*Task goal*:
Return the listing in full. Keep each line exactly as it is.
Extracted records section start
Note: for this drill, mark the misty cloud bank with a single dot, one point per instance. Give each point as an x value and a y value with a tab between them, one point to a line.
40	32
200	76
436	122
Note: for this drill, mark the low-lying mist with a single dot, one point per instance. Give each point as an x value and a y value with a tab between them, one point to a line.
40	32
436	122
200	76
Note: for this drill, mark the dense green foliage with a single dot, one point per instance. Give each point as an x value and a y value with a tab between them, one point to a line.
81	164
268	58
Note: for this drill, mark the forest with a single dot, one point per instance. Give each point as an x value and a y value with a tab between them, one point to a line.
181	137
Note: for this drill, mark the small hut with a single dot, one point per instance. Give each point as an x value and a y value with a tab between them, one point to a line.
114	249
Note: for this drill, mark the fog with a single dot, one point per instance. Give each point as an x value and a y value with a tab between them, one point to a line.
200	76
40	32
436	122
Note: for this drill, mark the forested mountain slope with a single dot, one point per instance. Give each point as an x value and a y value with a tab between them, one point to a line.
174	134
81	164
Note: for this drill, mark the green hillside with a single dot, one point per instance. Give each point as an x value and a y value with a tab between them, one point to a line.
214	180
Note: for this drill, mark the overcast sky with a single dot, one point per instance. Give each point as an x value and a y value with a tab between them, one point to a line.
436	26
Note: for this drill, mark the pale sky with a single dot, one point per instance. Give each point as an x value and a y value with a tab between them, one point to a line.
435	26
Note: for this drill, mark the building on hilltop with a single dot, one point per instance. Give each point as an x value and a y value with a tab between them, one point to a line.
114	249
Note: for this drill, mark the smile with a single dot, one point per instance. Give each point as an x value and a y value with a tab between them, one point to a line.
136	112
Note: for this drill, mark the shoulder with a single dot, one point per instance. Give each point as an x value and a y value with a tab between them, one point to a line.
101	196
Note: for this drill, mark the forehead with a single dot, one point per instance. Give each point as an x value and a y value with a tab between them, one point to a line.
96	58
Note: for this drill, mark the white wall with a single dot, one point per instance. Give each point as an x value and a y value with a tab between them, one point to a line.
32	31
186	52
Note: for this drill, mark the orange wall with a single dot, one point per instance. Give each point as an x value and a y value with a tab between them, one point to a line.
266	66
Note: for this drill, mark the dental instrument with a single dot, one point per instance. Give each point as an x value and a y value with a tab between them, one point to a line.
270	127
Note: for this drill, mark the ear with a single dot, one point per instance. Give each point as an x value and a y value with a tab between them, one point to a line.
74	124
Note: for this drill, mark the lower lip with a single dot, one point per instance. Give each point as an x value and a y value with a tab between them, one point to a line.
Extracted records section end
*Final answer*:
Note: for this drill, mark the misty cloud bank with a single dot, one point per instance. Give each point as an x value and a y value with a tab between them, one point to a line.
40	32
200	76
436	122
Note: for this drill, mark the low-lying mist with a single dot, one point per instance. Give each point as an x value and a y value with a tab between them, one point to a line.
40	32
436	122
200	76
Note: for this drill, mark the dense green foliage with a single dot, one point per instance. Give each point as an x value and a y value with a tab between them, one point to a line.
81	164
268	58
Note: for this drill, mark the forest with a single dot, one point per instance. Give each point as an x value and a y value with a tab between them, one point to a line.
181	137
Note: for this drill, mark the small hut with a single dot, one point per instance. Give each point as an x value and a y value with a tab between them, one point to a line.
114	249
Note: for this drill, mark the fog with a single dot, one point per instance. Give each point as an x value and a y value with a tab between them, one point to a line.
200	76
40	32
436	122
Note: for this drill, mark the forested mountain slope with a single dot, one point per instance. Give each point as an x value and a y value with a tab between them, one point to a line.
174	134
81	164
Note: for this drill, mark the green hillside with a single dot, one point per instance. Give each point as an x value and a y value with a tab between them, one point to a line.
214	180
Note: for this drill, mark the overcast sky with a single dot, one point per instance. Give each point as an x value and a y value with a tab between them, one point to a line.
436	26
Note: for this drill, mark the pale sky with a single dot, one point per instance. Give each point as an x value and a y value with a tab between them, one point to a line.
435	26
Note: for this drill, mark the building on hilltop with a single dot, one point per instance. Give each point as an x value and a y value with a tab between them, one point to a line.
114	249
Note: for this drill, mark the smile with a single dot, one point per instance. Give each point as an x value and a y value with a tab between them, one point to a line.
136	112
Note: for this drill, mark the shoulder with a single dot, one point per instance. Give each point as an x value and a y value with a tab between them, one point to a line.
101	196
Note: for this drill, mark the forehead with a single dot, one point per instance. Give each point as an x value and a y value with a tab between them, one point to a line.
96	58
Note: for this drill, mark the white wall with a single dot, one point per instance. Give each point as an x value and a y value with a tab between them, one point to a line.
32	31
186	52
Note: for this drill, mark the orange wall with a single dot, one point per instance. Give each point as an x value and a y value with a tab between them, one point to a line.
266	66
Note: for this drill, mark the dental instrument with a single dot, one point per instance. Give each point as an x value and a y value with a tab between them, one point to a line.
270	127
Note: for this drill, mark the ear with a single dot, one point per instance. Give each point as an x value and a y value with a tab between them, one point to a line.
74	124
Note: for this drill, mark the lower lip with a single dot, one point per instance. Give each point as an x value and a y value with a tab between them, one point to a line.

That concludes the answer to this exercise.